What you are asked to do:
Where does the word "Outline" show up in the records? Copy every line that holds it.

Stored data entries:
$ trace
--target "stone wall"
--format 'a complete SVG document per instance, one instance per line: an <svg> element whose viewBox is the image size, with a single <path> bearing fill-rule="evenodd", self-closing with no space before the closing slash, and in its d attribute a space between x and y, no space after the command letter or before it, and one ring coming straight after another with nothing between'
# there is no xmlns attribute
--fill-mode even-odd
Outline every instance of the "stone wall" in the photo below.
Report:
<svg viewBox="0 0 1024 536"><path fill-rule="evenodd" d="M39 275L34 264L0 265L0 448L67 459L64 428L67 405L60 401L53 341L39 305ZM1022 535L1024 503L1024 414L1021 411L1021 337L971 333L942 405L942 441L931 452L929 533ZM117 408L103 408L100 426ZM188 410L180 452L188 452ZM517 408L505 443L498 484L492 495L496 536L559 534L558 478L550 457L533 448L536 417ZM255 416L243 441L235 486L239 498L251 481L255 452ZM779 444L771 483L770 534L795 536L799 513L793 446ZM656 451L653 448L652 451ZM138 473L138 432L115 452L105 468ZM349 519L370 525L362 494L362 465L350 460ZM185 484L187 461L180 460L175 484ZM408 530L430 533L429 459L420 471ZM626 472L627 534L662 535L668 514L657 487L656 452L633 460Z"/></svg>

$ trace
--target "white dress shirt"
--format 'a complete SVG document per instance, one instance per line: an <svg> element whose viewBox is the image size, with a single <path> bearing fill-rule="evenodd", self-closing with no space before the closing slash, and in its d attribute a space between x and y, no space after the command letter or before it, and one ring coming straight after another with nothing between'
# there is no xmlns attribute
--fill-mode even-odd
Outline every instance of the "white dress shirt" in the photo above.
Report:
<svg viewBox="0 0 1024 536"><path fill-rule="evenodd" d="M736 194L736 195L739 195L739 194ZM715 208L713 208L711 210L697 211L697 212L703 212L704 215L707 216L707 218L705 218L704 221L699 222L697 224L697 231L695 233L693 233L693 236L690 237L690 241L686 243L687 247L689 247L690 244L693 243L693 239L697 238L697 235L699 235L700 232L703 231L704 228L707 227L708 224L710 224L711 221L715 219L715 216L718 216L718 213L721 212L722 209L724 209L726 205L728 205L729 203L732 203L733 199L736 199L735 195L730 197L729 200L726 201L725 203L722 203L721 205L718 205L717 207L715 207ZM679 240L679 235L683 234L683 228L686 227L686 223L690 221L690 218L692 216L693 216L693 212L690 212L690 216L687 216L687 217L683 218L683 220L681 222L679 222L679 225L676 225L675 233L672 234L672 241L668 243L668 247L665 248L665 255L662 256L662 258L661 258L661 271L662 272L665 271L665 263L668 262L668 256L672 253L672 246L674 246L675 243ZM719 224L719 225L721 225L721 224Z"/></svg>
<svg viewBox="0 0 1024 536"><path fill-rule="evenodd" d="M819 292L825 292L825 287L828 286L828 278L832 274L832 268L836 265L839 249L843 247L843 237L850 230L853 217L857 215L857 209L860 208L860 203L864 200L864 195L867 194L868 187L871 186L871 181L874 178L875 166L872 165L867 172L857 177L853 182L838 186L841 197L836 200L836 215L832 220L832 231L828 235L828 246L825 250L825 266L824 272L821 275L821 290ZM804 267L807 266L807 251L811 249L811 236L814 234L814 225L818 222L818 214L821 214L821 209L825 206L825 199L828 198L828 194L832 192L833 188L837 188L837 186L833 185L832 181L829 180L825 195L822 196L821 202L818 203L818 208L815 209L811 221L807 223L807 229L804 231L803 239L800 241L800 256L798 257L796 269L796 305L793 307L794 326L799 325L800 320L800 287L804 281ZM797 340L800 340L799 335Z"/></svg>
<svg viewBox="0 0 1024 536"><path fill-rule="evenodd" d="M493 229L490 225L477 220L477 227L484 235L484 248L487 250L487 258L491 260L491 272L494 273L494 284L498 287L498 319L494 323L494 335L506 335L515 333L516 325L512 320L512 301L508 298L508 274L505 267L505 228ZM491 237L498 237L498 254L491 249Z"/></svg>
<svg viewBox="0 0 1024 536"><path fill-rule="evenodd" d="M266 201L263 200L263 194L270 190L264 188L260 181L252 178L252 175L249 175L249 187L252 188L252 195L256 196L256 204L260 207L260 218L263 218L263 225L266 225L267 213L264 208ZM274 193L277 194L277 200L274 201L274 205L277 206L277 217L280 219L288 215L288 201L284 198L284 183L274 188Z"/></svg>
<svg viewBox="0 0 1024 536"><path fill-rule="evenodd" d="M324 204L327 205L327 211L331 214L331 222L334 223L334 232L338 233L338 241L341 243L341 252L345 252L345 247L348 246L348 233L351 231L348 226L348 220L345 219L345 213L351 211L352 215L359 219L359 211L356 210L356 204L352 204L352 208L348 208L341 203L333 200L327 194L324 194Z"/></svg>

Answer below:
Outline every instance of the "stone wall" in the photo below.
Outline every instance of the "white dress shirt" in the photo above.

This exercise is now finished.